Given text.
########################################

The cost of EpiPen, the injection used to treat life-threatening allergic reactions in children, recently skyrocketed from $100 to $600. In response to the public furor that ensued after this hike, Mylan, the product’s manufacturer, announced it would offer coupons that provide up to half the expense “for patients in health plans who face higher out-of-pocket costs.” In addition, the drug company said it would raise the income level at which families may receive help in buying the medication. These measures have failed to satisfy critics, who think the price increases are unconscionable.
In an interview with CNBC, Mylan CEO Heather Bresch defended the cost hike, explaining that the U.S. health care system necessitates higher prices for drugs because of the complex network of all the entities involved, including physicians, insurers, drug companies and pharmacy benefit managers. However, many feel this argument doesn’t hold water because of her reported $18.9 million salary in 2015. Mylan and other drug companies that have engaged in price gouging have been the recipients of fury from Congress and condemnation from patient advocate groups.
Congressional lawmakers may want to act, but their options are limited because of regulations that are a part of the Affordable Care Act. Marianne Udow-Phillips, director of the Center for Healthcare Research & Transformation at the University of Michigan, tells USA Today that the federal government gave up Medicare’s right to negotiate cost increases in an agreement to obtain the drug industry’s support for the health care legislation. While Democratic Presidential Candidate Hilary Clinton wants the government to restore Medicare’s bargaining leverage, it remains to be seen whether anything can or will be done to protect the public from drug cost spikes.

########################################

Entries provided.
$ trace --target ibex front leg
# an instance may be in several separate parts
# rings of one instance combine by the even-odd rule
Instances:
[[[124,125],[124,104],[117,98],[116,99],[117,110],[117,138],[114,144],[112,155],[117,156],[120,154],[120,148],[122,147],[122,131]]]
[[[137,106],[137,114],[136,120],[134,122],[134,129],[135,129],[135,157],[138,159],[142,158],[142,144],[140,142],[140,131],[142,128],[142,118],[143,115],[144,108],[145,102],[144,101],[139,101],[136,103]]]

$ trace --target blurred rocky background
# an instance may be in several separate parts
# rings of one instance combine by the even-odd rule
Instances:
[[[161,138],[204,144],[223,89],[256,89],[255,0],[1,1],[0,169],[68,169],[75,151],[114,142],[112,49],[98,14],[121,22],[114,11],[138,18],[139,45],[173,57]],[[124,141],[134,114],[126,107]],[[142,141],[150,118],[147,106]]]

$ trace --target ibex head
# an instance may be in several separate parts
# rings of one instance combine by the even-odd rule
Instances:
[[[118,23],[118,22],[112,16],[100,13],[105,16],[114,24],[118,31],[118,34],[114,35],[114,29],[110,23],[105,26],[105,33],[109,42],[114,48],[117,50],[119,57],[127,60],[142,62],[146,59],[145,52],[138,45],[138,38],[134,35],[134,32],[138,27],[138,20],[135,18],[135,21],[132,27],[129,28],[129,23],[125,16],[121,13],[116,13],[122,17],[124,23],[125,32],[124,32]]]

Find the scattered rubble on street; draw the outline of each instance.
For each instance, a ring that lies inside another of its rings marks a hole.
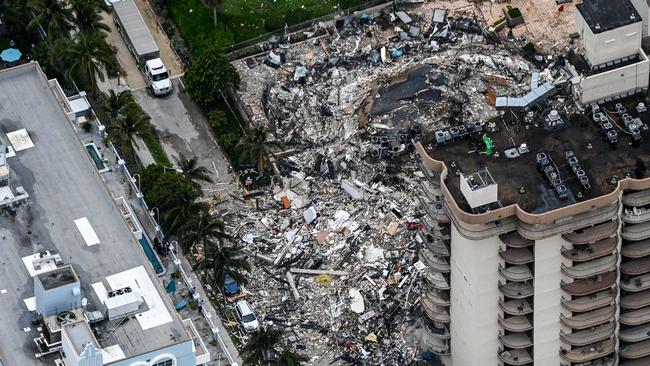
[[[486,31],[487,6],[361,12],[234,62],[251,124],[285,151],[271,191],[217,210],[254,261],[246,291],[258,318],[310,364],[406,365],[428,350],[421,300],[435,260],[419,254],[449,233],[414,141],[501,115],[496,98],[525,94],[535,70],[538,85],[565,77],[559,58],[524,55],[523,36]]]

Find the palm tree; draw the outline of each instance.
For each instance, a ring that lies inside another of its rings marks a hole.
[[[230,235],[226,234],[223,222],[205,210],[187,220],[179,230],[179,241],[184,251],[189,251],[197,244],[207,248],[215,244],[223,244]]]
[[[104,81],[104,68],[117,67],[114,49],[106,41],[106,34],[79,32],[74,36],[74,44],[64,50],[63,55],[72,60],[68,67],[68,77],[80,76],[88,81],[93,92],[97,88],[97,80]]]
[[[131,94],[130,90],[116,93],[111,89],[106,95],[106,101],[101,108],[101,112],[104,113],[109,120],[112,120],[124,115],[128,107],[132,106],[134,103],[135,100],[133,99],[133,94]]]
[[[72,10],[75,13],[75,24],[79,32],[111,31],[111,28],[102,22],[101,9],[96,1],[73,0]]]
[[[217,9],[223,6],[223,0],[203,0],[205,5],[212,8],[212,16],[214,17],[214,25],[217,25]]]
[[[245,365],[268,365],[274,359],[275,347],[282,339],[282,332],[274,328],[262,328],[253,334],[242,349]]]
[[[180,154],[178,159],[178,168],[183,171],[181,174],[187,178],[196,189],[201,189],[201,185],[199,184],[200,181],[212,183],[212,178],[208,175],[210,171],[204,166],[199,166],[196,158],[187,159],[183,154]]]
[[[209,243],[203,248],[203,258],[194,264],[195,271],[211,275],[211,285],[223,289],[226,273],[241,285],[248,283],[243,272],[251,272],[251,265],[241,256],[242,247]]]
[[[123,153],[131,152],[135,158],[133,147],[138,148],[136,139],[146,141],[154,138],[150,120],[151,118],[137,106],[128,107],[123,116],[111,120],[106,127],[107,140],[119,144]]]
[[[284,351],[280,352],[278,359],[275,360],[275,363],[282,366],[299,366],[302,365],[303,362],[307,361],[309,361],[308,357],[285,349]]]
[[[72,30],[72,11],[66,0],[28,0],[27,7],[34,12],[29,30],[42,27],[50,45],[60,36],[67,37]]]
[[[235,148],[240,151],[240,163],[246,161],[257,162],[260,176],[264,174],[266,161],[269,156],[272,155],[271,149],[281,148],[279,142],[269,141],[268,137],[269,133],[266,126],[258,125],[257,127],[248,130],[246,135],[242,136],[235,146]]]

########################################

To do.
1 > From the EpiPen article, quote the passage starting at "In an interview" and ending at "patient advocate groups.".
2 > According to the EpiPen article, which entities did Mylan's CEO name as part of the complex network in the U.S. health care system?
3 > What salary did Heather Bresch reportedly receive in 2015, according to the EpiPen article?

Replies.
1 >
In an interview with CNBC, Mylan CEO Heather Bresch defended the cost hike, explaining that the U.S. health care system necessitates higher prices for drugs because of the complex network of all the entities involved, including physicians, insurers, drug companies and pharmacy benefit managers. However, many feel this argument doesn’t hold water because of her reported $18.9 million salary in 2015. Mylan and other drug companies that have engaged in price gouging have been the recipients of fury from Congress and condemnation from patient advocate groups.

2 > Physicians, insurers, drug companies and pharmacy benefit managers.

3 > $18.9 million.